Written request:
Extract every line of the material below and reproduce it faithfully.

═════ Data listing ═════

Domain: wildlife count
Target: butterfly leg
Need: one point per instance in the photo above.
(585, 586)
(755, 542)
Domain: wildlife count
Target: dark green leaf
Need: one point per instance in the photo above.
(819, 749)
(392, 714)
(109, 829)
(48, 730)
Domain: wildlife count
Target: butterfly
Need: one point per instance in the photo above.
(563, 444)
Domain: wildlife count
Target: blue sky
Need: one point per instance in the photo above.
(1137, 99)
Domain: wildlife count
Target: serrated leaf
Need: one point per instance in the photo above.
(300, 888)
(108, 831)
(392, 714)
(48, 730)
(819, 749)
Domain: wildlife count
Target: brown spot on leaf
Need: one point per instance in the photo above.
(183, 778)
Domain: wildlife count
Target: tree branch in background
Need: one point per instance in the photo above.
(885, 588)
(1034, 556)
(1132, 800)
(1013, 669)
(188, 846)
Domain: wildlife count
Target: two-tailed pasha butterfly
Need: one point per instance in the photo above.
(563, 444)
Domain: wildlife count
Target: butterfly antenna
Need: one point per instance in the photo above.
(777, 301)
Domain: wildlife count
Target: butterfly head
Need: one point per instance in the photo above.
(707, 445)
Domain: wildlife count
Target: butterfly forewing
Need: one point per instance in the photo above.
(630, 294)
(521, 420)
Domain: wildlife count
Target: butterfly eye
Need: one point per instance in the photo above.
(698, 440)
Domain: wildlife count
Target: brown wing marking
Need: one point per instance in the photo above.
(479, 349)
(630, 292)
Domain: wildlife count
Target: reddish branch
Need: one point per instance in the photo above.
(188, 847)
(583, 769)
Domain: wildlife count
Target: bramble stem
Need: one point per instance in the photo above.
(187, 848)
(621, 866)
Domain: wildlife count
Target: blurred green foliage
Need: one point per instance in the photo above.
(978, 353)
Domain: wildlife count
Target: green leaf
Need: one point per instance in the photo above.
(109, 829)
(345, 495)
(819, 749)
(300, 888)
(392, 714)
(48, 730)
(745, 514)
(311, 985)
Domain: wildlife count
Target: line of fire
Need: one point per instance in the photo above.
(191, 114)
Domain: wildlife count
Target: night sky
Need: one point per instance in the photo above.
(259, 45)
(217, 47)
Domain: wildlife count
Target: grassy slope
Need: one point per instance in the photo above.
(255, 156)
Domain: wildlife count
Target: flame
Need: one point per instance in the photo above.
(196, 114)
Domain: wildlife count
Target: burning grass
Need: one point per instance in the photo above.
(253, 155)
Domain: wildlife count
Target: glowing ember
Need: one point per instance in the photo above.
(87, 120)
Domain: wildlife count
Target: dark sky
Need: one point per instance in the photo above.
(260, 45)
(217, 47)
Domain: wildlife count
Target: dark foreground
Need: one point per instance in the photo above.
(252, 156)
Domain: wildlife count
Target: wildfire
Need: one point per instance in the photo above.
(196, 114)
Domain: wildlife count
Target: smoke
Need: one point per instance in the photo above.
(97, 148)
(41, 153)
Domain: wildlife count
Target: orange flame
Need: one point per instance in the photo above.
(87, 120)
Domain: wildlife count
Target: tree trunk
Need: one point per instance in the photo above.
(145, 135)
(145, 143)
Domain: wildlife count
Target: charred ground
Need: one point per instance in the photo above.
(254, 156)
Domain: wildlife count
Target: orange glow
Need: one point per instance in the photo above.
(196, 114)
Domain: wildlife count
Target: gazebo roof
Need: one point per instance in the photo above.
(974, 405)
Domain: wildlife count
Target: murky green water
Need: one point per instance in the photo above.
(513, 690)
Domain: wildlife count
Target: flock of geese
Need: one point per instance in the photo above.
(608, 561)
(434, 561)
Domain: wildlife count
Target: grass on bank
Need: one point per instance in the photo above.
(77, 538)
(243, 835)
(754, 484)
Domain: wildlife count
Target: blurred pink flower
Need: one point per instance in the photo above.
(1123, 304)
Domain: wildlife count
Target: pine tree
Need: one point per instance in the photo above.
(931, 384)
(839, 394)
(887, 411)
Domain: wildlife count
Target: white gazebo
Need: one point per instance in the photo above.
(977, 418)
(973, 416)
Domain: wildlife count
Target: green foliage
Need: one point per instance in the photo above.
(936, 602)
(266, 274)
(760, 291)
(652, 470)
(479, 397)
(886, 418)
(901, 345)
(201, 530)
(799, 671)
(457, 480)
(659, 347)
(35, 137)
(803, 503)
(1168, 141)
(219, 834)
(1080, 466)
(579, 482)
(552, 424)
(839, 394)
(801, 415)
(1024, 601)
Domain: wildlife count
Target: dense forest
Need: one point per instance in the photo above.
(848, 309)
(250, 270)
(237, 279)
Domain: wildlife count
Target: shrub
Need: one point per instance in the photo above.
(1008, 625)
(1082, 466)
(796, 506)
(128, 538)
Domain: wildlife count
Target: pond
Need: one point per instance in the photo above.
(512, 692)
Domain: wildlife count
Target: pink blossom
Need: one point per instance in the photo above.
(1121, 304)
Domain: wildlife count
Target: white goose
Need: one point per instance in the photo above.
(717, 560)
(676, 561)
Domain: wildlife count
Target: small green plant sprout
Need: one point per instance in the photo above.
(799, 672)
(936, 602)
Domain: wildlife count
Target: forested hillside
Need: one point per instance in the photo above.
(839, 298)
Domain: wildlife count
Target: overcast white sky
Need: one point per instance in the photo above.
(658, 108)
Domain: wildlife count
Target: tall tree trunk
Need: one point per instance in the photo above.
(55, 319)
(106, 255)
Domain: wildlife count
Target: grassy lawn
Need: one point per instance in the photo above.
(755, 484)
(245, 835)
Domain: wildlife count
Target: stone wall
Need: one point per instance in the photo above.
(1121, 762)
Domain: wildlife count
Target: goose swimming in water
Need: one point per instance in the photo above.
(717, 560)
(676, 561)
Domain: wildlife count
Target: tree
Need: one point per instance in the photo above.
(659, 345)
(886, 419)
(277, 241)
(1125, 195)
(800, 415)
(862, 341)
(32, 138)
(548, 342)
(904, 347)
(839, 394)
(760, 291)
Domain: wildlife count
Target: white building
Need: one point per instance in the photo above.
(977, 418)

═════

Complete response:
Domain: wildlife count
Target: butterfly leg
Need: one point per instance in the photo above.
(585, 586)
(755, 542)
Domain: wildlife count
Target: dark green leaf
Need: one point per instance in the photo above.
(819, 749)
(392, 714)
(109, 829)
(48, 730)
Domain: wildlife count
Target: butterfly
Need: one point per instance in the photo above.
(563, 444)
Domain: wildlife count
Target: blue sky
Need: one point per instance in the photo above.
(1137, 99)
Domain: wildlife count
Target: serrated leaf
Need: one point per instance in the photo above.
(300, 888)
(108, 831)
(392, 714)
(48, 730)
(819, 749)
Domain: wildlife count
Target: brown spot on leaf
Need: one point per instance in the photo above.
(183, 778)
Domain: wildlife count
Target: tree branch in background
Need: one point per instance in the photo above.
(885, 588)
(1034, 556)
(1132, 800)
(1013, 669)
(188, 846)
Domain: wildlife count
Target: two-tailed pasha butterfly
Need: one point per instance in the photo above.
(563, 444)
Domain: wildlife count
Target: butterfly antenna
Need: one point per instance in the photo above.
(777, 301)
Domain: wildlife count
Target: butterfly head
Need: one point per instance in the photo above.
(707, 445)
Domain: wildlife count
Target: butterfly forewing
Need: one point per instance in the photo above.
(630, 294)
(521, 420)
Domain: wildlife count
Target: butterfly eye
Need: one point per instance in the photo above.
(698, 440)
Domain: wildlife count
Target: brown wing marking
Need: one point per instance in the photo above.
(479, 349)
(630, 292)
Domain: wildlife count
Target: reddish branch
Need: one point per instance in the photo above.
(188, 847)
(583, 769)
Domain: wildlife count
Target: bramble stem
Need: one point per instance in the photo above.
(187, 848)
(621, 866)
Domain: wildlife count
Target: blurred green foliage
Need: one point per instance in the photo above.
(978, 353)
Domain: wildlife count
Target: green leaf
Need: one point per instance in the photo above.
(109, 829)
(345, 495)
(819, 749)
(300, 888)
(392, 714)
(48, 730)
(745, 514)
(311, 985)
Domain: wildlife count
Target: line of fire
Need: one point per instance in the photo above.
(191, 114)
Domain: wildlife count
Target: night sky
Need: one point per instance in the photo above.
(259, 45)
(217, 47)
Domain: wildlife count
Target: grassy slope
Need: one point per instance in the photo above.
(255, 156)
Domain: wildlife count
Target: flame
Need: one point per instance in the photo above.
(196, 114)
Domain: wildlife count
Target: burning grass
Need: one point per instance in the photo above.
(253, 155)
Domain: wildlife count
Target: glowing ember
Need: one point per instance in the photo above.
(87, 120)
Domain: wildlife count
Target: dark sky
Need: one point per instance in the photo above.
(260, 45)
(217, 47)
Domain: wildlife count
Target: dark foreground
Need: one point per instance in the photo above.
(252, 156)
Domain: wildlife count
Target: wildfire
Need: one point per instance in the photo above.
(196, 114)
Domain: wildlife count
Target: smoke
Need: one point per instance in the photo above.
(97, 148)
(41, 153)
Domain: wildlife count
Target: orange flame
Need: one point per instance in the photo above.
(87, 120)
Domain: wildlife count
Target: tree trunk
Need: one point per instance in the photo above.
(145, 135)
(145, 143)
Domain: wildlife count
Target: charred ground
Need: one point per instance in the photo above.
(254, 156)
Domain: wildlife count
Target: orange glow
Need: one point per instance in the photo above.
(196, 114)
Domain: wildlife count
Target: gazebo roof
Need: one point per instance in the photo above.
(974, 405)
Domain: wildlife count
Target: murky green water
Need: one point per instance in the photo above.
(513, 690)
Domain: wildlife count
Target: flock of geese
Need: one point per instance in the photo above.
(608, 561)
(434, 561)
Domain: wildlife count
Target: grass on bank
Need: one point per instance in the photo above.
(77, 538)
(243, 835)
(754, 484)
Domain: wildlife count
Target: blurred pink flower
Need: one point per instance in the photo above.
(1123, 304)
Domain: wildlife count
Target: pine tree
Need: one point per instance in the photo above.
(931, 384)
(839, 394)
(887, 411)
Domain: wildlife count
Target: white gazebo
Need: one point per instance in the photo above.
(977, 418)
(973, 416)
Domain: wildlife count
Target: green foliage
Need: one point per instance in the photo above.
(936, 602)
(266, 274)
(760, 291)
(652, 470)
(479, 397)
(886, 418)
(901, 345)
(201, 530)
(799, 671)
(457, 480)
(659, 347)
(35, 137)
(803, 503)
(1168, 141)
(219, 834)
(1080, 466)
(579, 482)
(552, 424)
(839, 394)
(801, 415)
(1024, 601)
Domain: wildlife count
Target: dense forest
Need: one point per instance in the photo above.
(848, 309)
(250, 270)
(237, 279)
Domain: wildlife count
Target: shrub
Need: one point per instance in the photo above.
(1008, 625)
(1082, 466)
(796, 506)
(128, 538)
Domain: wildlife count
Target: pond
Need: one point per instance in the photo above.
(512, 692)
Domain: wildlife count
Target: pink blossom
Need: one point per instance in the photo above.
(1121, 304)
Domain: wildlife count
Target: white goose
Need: one point per instance in the photo above.
(717, 560)
(676, 561)
Domain: wildlife count
Target: small green plant sprout
Need: one point per instance in the photo above.
(799, 672)
(936, 602)
Domain: wildlife count
Target: forested hillside
Need: one point per instance in the photo above.
(839, 298)
Domain: wildlife count
Target: overcast white sky
Need: one point per instance in the photo above.
(658, 108)
Domain: wildlife count
Target: tall tree trunk
Need: one point per instance in the photo above.
(55, 319)
(106, 255)
Domain: wildlife count
Target: grassy lawn
Need: one point per instance in the photo above.
(755, 484)
(245, 835)
Domain: wildlife count
Target: stone wall
Need: one point per instance in the photo above.
(1121, 762)
Domain: wildlife count
Target: goose swimming in water
Need: one point per instance in the photo above.
(717, 560)
(676, 561)
Domain: wildlife count
Target: tree
Need: one point per instance in the photo above.
(659, 345)
(886, 419)
(277, 241)
(1125, 195)
(800, 415)
(862, 341)
(32, 138)
(548, 342)
(904, 347)
(839, 394)
(760, 291)
Domain: wildlife count
Target: white building
Need: one point per instance in the photo above.
(977, 418)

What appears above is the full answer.